**提供された文章:**
+---+

月見患者も寂しいんだ

  柏市には「柏・麦わらぼうしの会」という朗読で原爆の悲惨さを伝え、戦争のない世界を訴えるグループがある。もう今年で13年目になるだろうか。ひたすら平和を朗読劇で伝える若い人たちである。もちろん原爆も戦争も知らない。広島弁も長崎弁も知らない。そこで「柏市被爆者の会」と交流して、被爆の実相を勉強している。
 例年通り、8月にアミュゼ柏で公演した。高校生も朗読に参加するなど、大きく様変わりしている。その公演に欠席した。毎年、感想を地元の婦人新聞に書いてきたが、今年はない。

+---+

**やること:**
原爆を朗読劇で伝える柏のグループについての文章を、最後の文の後から書き継いでください。 エントリはこの文章とは別の出典から取られたものである。

+---+

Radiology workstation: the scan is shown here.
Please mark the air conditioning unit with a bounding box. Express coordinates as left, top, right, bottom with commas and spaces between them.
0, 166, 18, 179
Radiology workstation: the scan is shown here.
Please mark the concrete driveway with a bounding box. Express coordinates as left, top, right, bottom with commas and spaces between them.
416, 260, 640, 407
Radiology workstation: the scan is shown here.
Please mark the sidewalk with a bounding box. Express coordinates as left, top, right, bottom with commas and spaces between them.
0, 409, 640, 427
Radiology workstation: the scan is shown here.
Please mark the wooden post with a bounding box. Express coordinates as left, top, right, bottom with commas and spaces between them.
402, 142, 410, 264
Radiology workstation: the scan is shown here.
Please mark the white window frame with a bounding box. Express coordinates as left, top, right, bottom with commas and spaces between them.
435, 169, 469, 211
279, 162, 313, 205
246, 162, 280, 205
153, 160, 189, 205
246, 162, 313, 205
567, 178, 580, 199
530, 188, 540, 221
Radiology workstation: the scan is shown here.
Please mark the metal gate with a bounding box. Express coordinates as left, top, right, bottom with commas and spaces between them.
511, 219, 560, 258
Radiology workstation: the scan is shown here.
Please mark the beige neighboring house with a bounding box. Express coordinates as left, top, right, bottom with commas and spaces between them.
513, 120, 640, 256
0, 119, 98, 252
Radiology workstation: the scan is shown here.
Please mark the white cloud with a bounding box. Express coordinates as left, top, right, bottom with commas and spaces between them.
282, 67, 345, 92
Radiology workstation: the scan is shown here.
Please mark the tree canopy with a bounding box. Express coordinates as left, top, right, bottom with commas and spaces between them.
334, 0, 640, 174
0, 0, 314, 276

+---+

**期待される出力:**
 終了すると、感想をいい、出演者と話し合う場が設けられる。両者とも高揚している。演劇を見終わったら一人で月でも眺めたい(出ていなくてもいい)のが当方の心境である。出演者と握手でもして「ご苦労さま」というのはいい。そこで止めておかないと、何かが逃げる。逃げはしないか。感想の言い合い、アンケートへの書き込みなど遠慮したい!
 へそ曲がりか、偏屈か。それでは次回への公演の励みがなくなると言うか。
 たった一人の月見患者のために、麦わらは揺るぐことはない。